The records that follow are to be repeated exactly, without any pictures.
** Data extract follows **
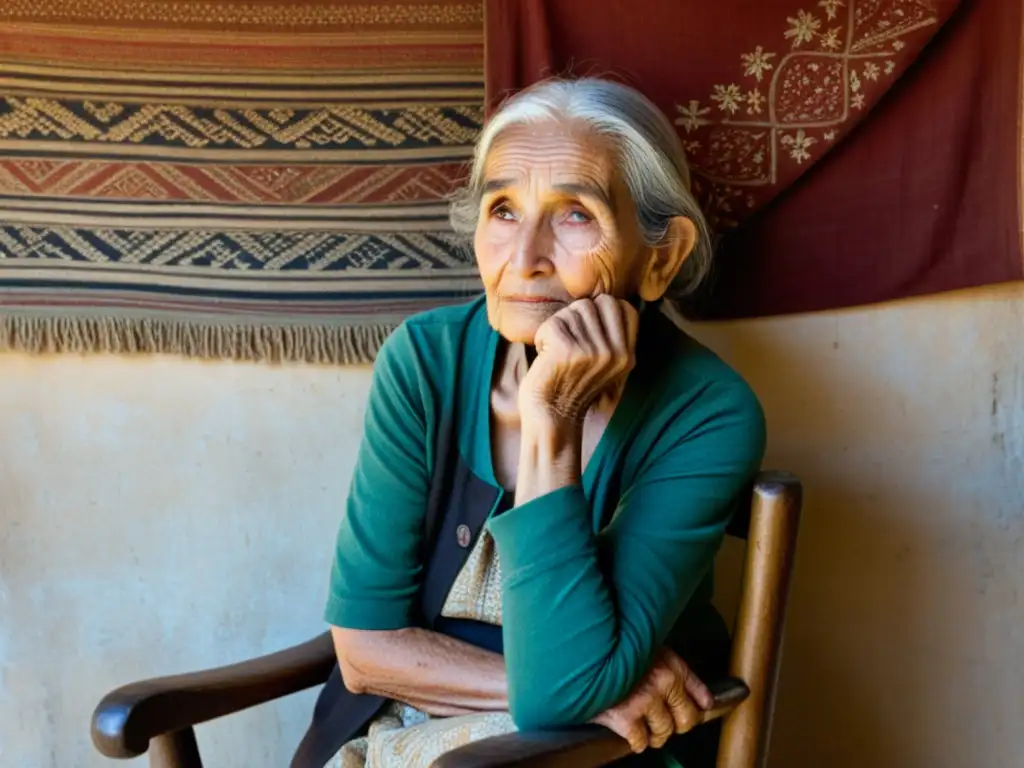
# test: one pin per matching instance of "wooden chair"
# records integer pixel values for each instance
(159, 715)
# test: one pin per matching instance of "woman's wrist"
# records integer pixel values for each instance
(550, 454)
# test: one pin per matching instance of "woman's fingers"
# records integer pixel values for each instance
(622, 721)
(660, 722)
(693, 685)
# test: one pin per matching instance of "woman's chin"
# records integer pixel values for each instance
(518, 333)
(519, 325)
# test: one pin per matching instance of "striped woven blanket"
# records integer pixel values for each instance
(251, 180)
** End of Data extract **
#### [Output of the task]
# test: one pin per matching instance of "wooden chair"
# records integer pixel values for each instance
(159, 715)
# test: one pin per matching instance of "woman's wrist"
# records integer pixel values for each instance
(550, 454)
# test: one pin per matching instance of "woman's fingers"
# records integer pixel values for each instance
(622, 721)
(660, 722)
(693, 685)
# test: one pin per matching instance of "woman's chin"
# records integer pixel values for each instance
(518, 333)
(519, 325)
# test: one pin per matching instance of "striped woven blanket"
# records integer pixel values for each instance
(251, 180)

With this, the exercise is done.